• [THE PROBLEM]: Exact copies of the line with "point: shoulder, one" and of all lines after it through the end of the entries are required, and no other lines.

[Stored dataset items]
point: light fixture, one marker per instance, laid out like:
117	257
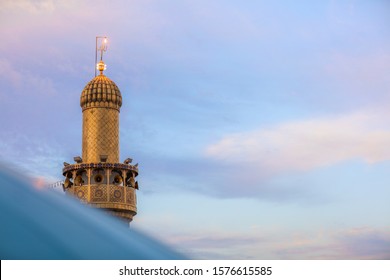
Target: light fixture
78	159
103	158
128	160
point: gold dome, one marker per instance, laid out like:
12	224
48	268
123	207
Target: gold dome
101	92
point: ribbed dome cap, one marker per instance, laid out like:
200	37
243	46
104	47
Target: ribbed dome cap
101	92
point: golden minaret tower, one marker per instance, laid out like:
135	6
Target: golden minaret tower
98	178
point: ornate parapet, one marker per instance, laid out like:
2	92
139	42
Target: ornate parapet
109	186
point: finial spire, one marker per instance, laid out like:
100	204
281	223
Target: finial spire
101	45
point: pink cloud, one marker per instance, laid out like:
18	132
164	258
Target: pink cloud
307	144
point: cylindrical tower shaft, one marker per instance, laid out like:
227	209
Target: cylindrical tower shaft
100	134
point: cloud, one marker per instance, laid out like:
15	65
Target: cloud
331	244
307	144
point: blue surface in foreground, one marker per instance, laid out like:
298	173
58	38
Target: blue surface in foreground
42	224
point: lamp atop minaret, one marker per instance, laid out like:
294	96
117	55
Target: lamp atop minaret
101	45
98	177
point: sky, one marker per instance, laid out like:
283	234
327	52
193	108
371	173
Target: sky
261	128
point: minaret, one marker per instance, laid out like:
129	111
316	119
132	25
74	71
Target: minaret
98	178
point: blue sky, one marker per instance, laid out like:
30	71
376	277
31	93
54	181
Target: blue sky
261	128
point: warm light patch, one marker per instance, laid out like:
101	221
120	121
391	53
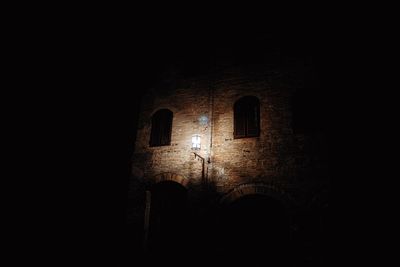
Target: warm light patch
196	142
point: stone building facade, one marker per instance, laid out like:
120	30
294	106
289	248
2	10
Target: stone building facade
281	164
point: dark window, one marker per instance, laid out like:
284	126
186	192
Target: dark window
161	126
247	117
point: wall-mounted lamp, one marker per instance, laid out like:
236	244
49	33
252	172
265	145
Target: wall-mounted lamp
196	141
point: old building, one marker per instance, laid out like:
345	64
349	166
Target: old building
231	162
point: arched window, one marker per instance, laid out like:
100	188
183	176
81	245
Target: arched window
161	126
247	117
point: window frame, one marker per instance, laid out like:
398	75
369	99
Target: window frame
244	109
161	131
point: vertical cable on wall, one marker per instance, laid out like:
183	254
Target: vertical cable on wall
211	112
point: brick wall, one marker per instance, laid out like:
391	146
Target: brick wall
273	157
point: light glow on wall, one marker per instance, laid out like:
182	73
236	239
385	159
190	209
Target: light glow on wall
196	142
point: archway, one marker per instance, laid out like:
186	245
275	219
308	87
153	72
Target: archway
168	220
255	231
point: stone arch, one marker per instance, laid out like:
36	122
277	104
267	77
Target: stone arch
270	190
169	176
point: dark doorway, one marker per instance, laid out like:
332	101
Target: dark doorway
256	232
168	221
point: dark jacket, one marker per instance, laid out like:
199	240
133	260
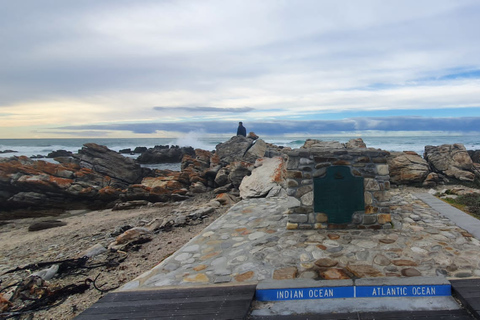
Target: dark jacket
241	131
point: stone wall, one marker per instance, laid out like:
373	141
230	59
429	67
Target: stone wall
306	164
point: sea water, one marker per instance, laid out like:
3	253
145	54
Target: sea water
389	142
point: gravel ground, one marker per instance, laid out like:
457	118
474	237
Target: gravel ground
83	230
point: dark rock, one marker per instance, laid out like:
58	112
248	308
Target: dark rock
47	224
123	171
59	153
451	160
474	155
410	272
165	154
233	149
407	168
140	150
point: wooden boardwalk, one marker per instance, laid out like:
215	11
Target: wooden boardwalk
199	303
468	293
233	302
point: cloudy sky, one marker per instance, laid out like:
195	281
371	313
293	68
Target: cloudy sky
158	68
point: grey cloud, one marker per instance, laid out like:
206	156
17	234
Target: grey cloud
205	109
278	127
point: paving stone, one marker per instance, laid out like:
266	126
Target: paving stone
364	271
308	275
201	277
244	276
381	260
285	273
387	241
404	262
326	263
334	274
250	242
410	272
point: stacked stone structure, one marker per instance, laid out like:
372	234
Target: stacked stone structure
312	162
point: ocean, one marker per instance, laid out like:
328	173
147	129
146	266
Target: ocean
392	141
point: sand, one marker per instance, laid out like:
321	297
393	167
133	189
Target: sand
83	230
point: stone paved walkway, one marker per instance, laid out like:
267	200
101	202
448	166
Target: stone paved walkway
250	243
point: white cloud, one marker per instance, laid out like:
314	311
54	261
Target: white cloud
119	59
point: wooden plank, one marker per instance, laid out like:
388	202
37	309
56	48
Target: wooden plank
393	315
176	293
185	303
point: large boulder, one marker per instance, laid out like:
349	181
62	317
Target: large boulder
165	154
451	160
237	171
268	174
407	168
351	144
122	170
26	183
474	155
233	149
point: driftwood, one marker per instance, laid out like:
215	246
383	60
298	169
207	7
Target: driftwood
64	265
33	294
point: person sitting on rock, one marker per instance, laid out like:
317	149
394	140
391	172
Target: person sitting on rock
241	131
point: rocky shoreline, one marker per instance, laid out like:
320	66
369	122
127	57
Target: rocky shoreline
148	214
97	177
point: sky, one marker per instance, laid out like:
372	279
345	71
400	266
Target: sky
140	68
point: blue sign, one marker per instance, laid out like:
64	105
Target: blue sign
353	292
304	293
403	291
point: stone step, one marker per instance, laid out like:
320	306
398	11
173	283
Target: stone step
360	288
301	296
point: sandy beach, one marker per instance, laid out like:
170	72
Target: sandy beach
21	247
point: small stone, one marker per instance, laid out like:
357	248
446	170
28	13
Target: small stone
404	262
183	256
463	275
285	273
244	276
366	244
308	275
419	250
223	279
410	272
386	241
292	226
441	272
200	267
335	249
325	263
201	277
208	234
381	260
364	271
256	235
334	274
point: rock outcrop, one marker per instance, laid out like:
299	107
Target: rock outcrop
407	168
451	160
123	171
268	174
165	154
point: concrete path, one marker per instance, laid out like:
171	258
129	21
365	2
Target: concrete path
249	244
459	217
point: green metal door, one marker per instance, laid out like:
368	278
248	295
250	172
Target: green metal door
338	194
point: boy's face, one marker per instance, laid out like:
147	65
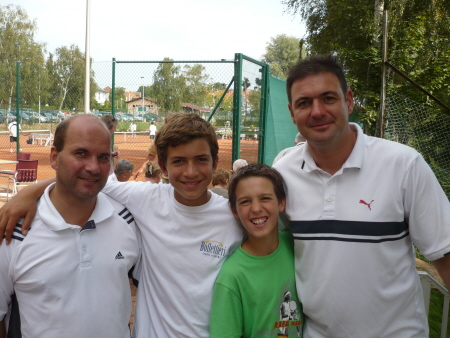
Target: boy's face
257	207
190	168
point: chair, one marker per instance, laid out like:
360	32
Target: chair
23	156
26	172
20	156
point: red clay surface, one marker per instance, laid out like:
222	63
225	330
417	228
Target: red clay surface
132	149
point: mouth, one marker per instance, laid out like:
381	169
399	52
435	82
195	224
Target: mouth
259	222
191	185
90	180
322	125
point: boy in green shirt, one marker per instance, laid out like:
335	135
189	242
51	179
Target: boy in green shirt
254	294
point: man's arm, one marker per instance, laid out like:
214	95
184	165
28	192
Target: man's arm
443	267
23	205
2	329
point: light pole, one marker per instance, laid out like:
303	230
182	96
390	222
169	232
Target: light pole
142	95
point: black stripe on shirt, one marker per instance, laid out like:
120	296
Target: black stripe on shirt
349	231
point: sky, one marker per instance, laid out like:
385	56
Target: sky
152	30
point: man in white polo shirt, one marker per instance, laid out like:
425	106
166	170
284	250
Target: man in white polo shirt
69	273
356	204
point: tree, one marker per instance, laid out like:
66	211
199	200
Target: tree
418	44
168	86
120	96
17	44
67	69
196	85
281	54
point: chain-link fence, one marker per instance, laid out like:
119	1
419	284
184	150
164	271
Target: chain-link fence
232	94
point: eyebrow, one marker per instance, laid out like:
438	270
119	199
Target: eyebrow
320	95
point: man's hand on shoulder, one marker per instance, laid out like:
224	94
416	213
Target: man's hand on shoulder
23	205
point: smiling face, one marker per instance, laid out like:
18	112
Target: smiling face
257	207
320	110
190	167
82	166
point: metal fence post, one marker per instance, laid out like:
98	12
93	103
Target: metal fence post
237	106
17	106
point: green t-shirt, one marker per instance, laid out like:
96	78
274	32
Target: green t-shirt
255	296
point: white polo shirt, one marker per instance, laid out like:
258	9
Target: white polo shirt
71	281
183	249
353	231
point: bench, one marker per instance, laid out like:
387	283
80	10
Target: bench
45	139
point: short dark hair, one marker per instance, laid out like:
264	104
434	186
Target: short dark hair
61	130
256	170
314	65
123	166
182	128
109	120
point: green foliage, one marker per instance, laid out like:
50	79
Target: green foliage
17	43
419	44
281	54
173	85
435	314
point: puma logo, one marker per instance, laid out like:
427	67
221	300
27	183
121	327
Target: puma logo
368	204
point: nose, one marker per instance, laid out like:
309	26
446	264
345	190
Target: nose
256	207
92	165
191	169
317	109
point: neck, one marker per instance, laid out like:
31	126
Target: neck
73	210
331	159
261	246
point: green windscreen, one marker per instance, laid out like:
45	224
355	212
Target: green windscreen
280	131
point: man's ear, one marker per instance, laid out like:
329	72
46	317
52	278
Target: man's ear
350	101
163	169
54	158
216	162
292	114
282	205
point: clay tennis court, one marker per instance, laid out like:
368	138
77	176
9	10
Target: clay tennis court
132	149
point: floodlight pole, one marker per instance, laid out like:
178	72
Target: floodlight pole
142	94
382	114
87	83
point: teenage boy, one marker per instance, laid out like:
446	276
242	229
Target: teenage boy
187	231
254	294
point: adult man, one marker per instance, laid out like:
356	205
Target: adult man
122	171
356	204
13	127
70	272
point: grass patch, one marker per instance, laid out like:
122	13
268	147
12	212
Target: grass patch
435	314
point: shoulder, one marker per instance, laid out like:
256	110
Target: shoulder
389	151
120	210
231	266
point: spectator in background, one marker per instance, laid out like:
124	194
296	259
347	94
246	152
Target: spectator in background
299	139
239	164
220	182
12	127
152	172
152	130
122	172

• [SOLVED EXERCISE]:
point: shoulder, one marker per instance, laid out like:
256	110
Target: shoulder
389	151
120	210
231	266
point: spectator in background, one marker per instance, laid out like:
124	194
296	259
347	94
246	152
Target: spectator in background
299	139
239	164
220	182
12	127
152	172
152	130
122	172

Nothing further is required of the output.